Required actions:
1 > In the text on happiness and mindfulness, rewrite the paragraph beginning "For the World Happiness Report" as a short bulleted list, keeping its main facts.
2 > According to the text on happiness and mindfulness, what three aspects does subjective well-being encompass?

Text section:
Segment Open

Far from esoteric philosophical treatises, these are practical guides to assist people in reaching specific goals. “Rather than withdrawing from the world, meditation can help you enjoy it more fully, more effectively, and more peacefully.”
Americans can use some skills in enjoying the world more fully and effectively! The 2016 World Happiness Report (p. 22) lists the top ten happiest countries in the world. The U.S. is not among them. Ahead of us are Denmark, Switzerland, Iceland, Norway, Finland, Canada, Netherlands, New Zealand, Australia, Sweden, Israel and Austria.
For the World Happiness Report, researchers ranked countries based on factors including healthy life expectancy, social support, GDP per capita, the happiness of a country’s children, social capital, the civil economy, the absence of corruption, and subjective well-being.
Authors of the study indicate that “subjective well-being encompasses three different aspects: cognitive evaluations of one’s life, positive emotions (joy, pride), and negative ones (pain, anger, worry).” Well-being links to a stronger sense of community, and overall, viewed against other similar studies, the report shows “the happiest countries are those that build stronger social ties, better-managed commons, and a strong sense of community.”
Jon Kabat-Zinn also reports a deep connection between mindfulness and the greater compassion required for strong communities. Mindfulness “training” is a practical program to improve well-being and strengthen social networks. It decreases anti-social behaviors in schools and improves specific measures of health and well-being.

Segment Closed

Data shown:
Segment Open

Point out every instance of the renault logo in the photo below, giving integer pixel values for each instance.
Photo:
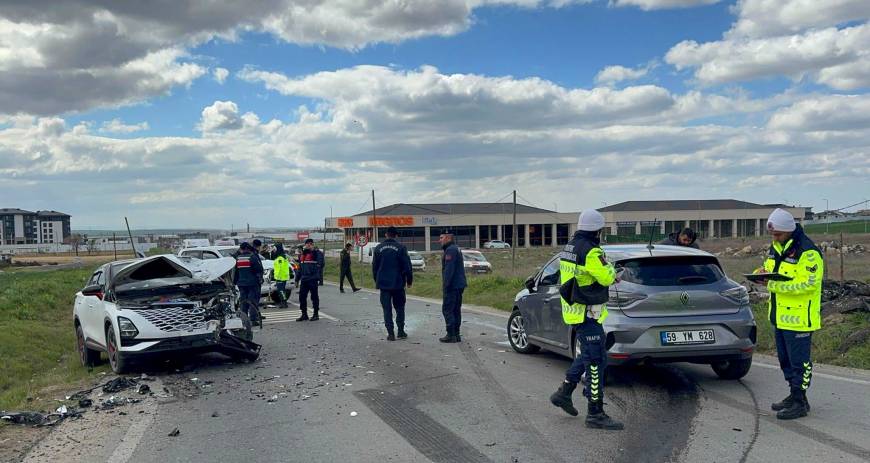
(684, 298)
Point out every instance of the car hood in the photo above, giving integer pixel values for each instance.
(168, 266)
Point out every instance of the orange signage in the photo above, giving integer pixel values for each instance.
(394, 221)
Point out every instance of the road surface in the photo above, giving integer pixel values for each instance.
(335, 390)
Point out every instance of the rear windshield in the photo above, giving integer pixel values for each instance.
(672, 271)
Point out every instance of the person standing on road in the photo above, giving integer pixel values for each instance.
(585, 271)
(794, 307)
(391, 269)
(686, 237)
(344, 270)
(249, 277)
(453, 284)
(281, 274)
(312, 263)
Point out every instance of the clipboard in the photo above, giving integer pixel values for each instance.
(757, 277)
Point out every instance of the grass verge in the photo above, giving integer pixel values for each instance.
(37, 340)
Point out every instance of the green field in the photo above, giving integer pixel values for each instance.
(853, 226)
(37, 341)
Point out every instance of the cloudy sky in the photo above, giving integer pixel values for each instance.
(196, 114)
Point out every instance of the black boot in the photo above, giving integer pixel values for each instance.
(562, 398)
(799, 407)
(597, 419)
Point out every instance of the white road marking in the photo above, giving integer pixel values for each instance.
(131, 439)
(816, 373)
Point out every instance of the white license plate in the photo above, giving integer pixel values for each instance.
(687, 337)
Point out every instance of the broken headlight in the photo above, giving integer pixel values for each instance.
(126, 328)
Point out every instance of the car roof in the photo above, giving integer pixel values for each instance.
(635, 251)
(210, 248)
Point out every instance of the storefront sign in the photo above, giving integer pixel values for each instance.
(391, 221)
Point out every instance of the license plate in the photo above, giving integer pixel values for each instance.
(676, 338)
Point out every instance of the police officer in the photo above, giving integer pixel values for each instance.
(344, 270)
(583, 260)
(249, 278)
(391, 269)
(311, 262)
(794, 307)
(281, 273)
(453, 284)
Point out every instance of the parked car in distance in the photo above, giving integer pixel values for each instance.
(162, 304)
(417, 261)
(672, 304)
(475, 262)
(496, 244)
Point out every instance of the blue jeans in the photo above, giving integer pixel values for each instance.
(451, 308)
(393, 298)
(249, 300)
(592, 359)
(793, 351)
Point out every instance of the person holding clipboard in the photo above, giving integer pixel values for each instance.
(793, 274)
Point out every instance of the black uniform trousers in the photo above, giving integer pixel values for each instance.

Segment Closed

Solution set:
1 >
The World Happiness Report ranked countries on factors including:
- healthy life expectancy
- social support
- GDP per capita
- the happiness of a country's children
- social capital
- the civil economy
- the absence of corruption
- subjective well-being

2 > Cognitive evaluations of one's life, positive emotions (joy, pride), and negative emotions (pain, anger, worry).